Mount Holly and a citizens' group may be headed to nation's top court

starling.JPG Joyce Starling has lived in Mount Holly Gardens since 1972. The township has been buying homes to make way for redevelopment, but Starling doesn't want to leave.

When the U.S. Supreme Court justices meet on Friday to determine what cases they will hear in the next few weeks, one case will concern alleged discrimination and the Fair Housing Act.

It isn’t easy to get a case before the justices; they reject far more than they accept. But this particular case, docket number 11-1507, stems from a 10-year-old dispute between a group of citizens and Mount Holly Township that has implications far beyond the South Jersey township — it could clarify the definition of racial discrimination and affect the banking and lending industries.

Those are the overriding issues. What most concerns Joyce Starling of the Mount Holly Gardens section of the township, though, is whether or not she can remain in her home.

“I bought this house to stay in until Jesus comes to take me home,” she said, standing in her living room.

In 2002, the township declared the 30-acre neighborhood known as Mount Holly Gardens — a collection of post-war row houses — blighted and in need of redevelopment. It was an impoverished area and housed a disproportionate number of the township’s black and Hispanic population.

“About 25 years ago, the Gardens had become the center of crime in Mount Holly,” said James Maley, of Maley Associates, which has represented the township through a decade of legal challenges. “There were murders, drug activity. It was a really bad place.”

The township drew up several plans for a mixed-use neighborhood with apartments, townhouses and a retail center.

To make way for the redevelopment, the township offered to buy the 329 homes and raze them. It offered owners between $30,000 and $50,000 for their homes, in addition to $15,000 for relocation expenses and a $20,000 no-interest loan toward a mortgage for a new property anywhere the homeowner desired. The loan doesn’t have to be repaid until the new property is sold.

The total package could be as much as $85,000.

But once the area was declared blighted, homeowners couldn’t sell their property privately — no buyer would be interested in a house the town wants to tar down. And hardly anyone could afford the proposed new housing, even with the packages offered by the township.

That’s when the Mount Holly Gardens Citizens in Action, a group that had formed in the 1970s but had been dormant for years, took the township to court.

In the intervening 10 years, Mount Holly has purchased most of the homes and razed them. According to some estimates, the township has spent upwards of $18 million to make the area attractive to developers.

SET PROBLEM A - Decide whether each statement agrees with the article on Mount Holly Gardens. For each, answer yes or no and quote the deciding words from the article. (i) The township declared Mount Holly Gardens blighted in 2002. (ii) The township offered to buy 400 homes in the neighborhood. (iii) The $20,000 loan must be repaid within five years.
The listing that follows has no connection to the article on Mount Holly Gardens.

RECORDS FOR THE EXERCISE -
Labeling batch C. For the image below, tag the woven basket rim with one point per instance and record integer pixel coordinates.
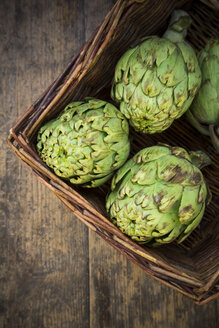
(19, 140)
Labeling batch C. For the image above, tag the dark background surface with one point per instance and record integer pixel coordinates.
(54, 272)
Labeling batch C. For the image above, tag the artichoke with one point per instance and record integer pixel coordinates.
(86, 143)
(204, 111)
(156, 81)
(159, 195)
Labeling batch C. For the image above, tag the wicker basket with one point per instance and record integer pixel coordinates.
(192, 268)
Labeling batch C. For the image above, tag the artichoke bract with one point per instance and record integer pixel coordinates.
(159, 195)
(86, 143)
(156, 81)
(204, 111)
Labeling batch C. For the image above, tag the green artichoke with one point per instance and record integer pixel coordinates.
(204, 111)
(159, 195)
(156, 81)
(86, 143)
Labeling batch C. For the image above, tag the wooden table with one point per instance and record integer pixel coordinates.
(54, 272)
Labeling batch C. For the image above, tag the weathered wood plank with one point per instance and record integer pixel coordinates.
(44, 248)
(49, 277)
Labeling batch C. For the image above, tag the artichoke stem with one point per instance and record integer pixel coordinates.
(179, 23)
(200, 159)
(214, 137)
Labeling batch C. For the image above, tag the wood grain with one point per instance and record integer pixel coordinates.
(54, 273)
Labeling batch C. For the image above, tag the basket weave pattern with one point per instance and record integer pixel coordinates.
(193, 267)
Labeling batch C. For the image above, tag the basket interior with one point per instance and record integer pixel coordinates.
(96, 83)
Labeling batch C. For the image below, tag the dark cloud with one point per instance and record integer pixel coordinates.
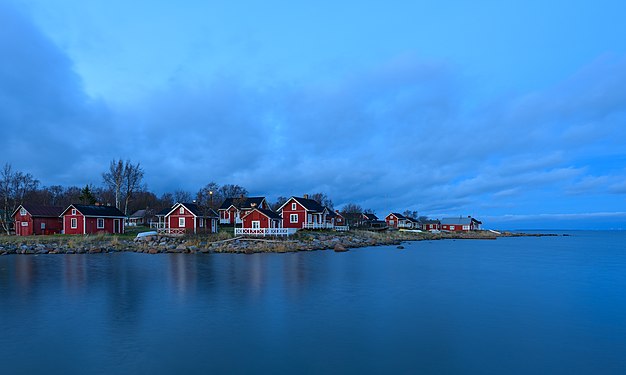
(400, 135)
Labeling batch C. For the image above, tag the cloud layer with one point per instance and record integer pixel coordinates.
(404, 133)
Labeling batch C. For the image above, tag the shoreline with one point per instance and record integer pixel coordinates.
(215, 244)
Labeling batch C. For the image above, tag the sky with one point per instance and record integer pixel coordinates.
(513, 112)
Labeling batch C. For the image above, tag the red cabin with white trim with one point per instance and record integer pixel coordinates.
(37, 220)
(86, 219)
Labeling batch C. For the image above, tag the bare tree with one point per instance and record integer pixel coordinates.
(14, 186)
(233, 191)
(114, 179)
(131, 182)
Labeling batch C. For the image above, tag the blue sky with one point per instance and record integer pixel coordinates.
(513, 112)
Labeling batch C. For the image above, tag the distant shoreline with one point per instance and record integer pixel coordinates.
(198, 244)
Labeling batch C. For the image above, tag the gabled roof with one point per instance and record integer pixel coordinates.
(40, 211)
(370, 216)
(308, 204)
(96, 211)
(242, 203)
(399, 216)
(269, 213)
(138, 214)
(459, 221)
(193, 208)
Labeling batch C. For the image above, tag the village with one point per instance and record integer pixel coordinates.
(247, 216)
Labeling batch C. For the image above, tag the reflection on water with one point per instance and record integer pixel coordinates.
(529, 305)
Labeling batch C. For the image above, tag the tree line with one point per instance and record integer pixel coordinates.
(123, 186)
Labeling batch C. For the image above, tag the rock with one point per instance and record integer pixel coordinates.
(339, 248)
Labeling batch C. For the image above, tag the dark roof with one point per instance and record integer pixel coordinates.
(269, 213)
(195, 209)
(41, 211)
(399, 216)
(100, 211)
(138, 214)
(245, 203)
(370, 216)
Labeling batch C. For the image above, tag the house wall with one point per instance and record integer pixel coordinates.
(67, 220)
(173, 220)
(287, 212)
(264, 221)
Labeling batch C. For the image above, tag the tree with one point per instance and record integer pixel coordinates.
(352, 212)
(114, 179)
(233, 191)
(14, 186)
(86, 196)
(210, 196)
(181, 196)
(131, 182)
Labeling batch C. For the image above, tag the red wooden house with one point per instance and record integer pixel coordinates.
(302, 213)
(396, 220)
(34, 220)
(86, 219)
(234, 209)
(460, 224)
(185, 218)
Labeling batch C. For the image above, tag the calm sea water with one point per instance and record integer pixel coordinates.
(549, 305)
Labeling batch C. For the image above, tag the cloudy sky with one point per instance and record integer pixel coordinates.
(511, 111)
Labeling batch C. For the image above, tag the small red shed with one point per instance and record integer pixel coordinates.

---

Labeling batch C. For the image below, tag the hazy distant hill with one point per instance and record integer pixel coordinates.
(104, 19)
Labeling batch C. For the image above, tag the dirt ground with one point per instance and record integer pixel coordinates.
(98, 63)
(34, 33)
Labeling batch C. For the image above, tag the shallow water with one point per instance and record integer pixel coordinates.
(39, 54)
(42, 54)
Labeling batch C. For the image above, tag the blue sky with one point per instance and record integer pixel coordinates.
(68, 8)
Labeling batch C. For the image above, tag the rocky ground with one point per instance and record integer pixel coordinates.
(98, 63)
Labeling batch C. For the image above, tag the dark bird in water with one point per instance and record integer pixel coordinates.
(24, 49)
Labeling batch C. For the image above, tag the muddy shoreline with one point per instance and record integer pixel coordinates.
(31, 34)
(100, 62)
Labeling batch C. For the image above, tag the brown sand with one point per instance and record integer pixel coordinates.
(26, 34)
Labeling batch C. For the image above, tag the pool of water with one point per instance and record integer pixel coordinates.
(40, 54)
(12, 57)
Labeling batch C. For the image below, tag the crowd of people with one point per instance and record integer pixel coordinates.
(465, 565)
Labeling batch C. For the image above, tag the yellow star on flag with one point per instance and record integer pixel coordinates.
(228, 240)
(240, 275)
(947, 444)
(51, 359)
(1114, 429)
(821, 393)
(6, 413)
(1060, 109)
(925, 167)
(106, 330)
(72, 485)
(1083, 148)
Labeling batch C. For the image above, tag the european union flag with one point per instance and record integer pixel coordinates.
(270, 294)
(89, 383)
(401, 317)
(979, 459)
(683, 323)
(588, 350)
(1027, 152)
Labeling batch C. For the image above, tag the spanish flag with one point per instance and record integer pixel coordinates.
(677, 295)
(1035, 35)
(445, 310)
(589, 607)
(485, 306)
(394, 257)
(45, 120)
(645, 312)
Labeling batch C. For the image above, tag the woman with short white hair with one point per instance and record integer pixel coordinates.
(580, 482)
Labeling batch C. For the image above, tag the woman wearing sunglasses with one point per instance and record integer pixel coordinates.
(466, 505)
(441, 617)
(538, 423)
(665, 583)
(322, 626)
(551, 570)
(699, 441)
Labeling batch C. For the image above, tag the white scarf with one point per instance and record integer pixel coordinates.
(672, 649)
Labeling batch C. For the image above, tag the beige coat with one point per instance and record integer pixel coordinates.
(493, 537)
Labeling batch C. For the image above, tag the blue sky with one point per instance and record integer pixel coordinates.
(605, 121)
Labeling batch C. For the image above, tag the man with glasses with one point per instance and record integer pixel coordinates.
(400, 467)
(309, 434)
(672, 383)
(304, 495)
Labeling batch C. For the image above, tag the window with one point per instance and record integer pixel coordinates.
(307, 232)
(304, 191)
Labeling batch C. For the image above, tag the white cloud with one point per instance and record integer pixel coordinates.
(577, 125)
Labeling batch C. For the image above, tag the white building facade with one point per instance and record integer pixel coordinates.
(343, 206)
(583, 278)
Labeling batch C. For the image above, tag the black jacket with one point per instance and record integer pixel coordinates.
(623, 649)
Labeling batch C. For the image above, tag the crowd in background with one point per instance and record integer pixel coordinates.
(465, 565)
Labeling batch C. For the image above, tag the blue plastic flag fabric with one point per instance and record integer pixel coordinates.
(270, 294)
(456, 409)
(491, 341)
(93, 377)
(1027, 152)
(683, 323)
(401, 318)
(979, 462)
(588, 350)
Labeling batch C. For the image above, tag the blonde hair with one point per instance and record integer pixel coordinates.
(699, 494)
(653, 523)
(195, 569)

SET PROBLEM B - Copy out the lines of the listing starting at the line containing "Labeling batch C. For the image above, tag the cloudy" and ending after the line containing "Labeling batch C. For the image above, tag the small".

WRITTEN ANSWER A -
(i) Yes: "In 2002, the township declared the 30-acre neighborhood known as Mount Holly Gardens — a collection of post-war row houses — blighted and in need of redevelopment."
(ii) No: "the township offered to buy the 329 homes and raze them."
(iii) No: "The loan doesn’t have to be repaid until the new property is sold."

WRITTEN ANSWER B -
Labeling batch C. For the image above, tag the cloudy sky with one point per instance and record integer pixel coordinates.
(511, 111)
Labeling batch C. For the image above, tag the small red shed with one point per instance and record integer pixel coordinates.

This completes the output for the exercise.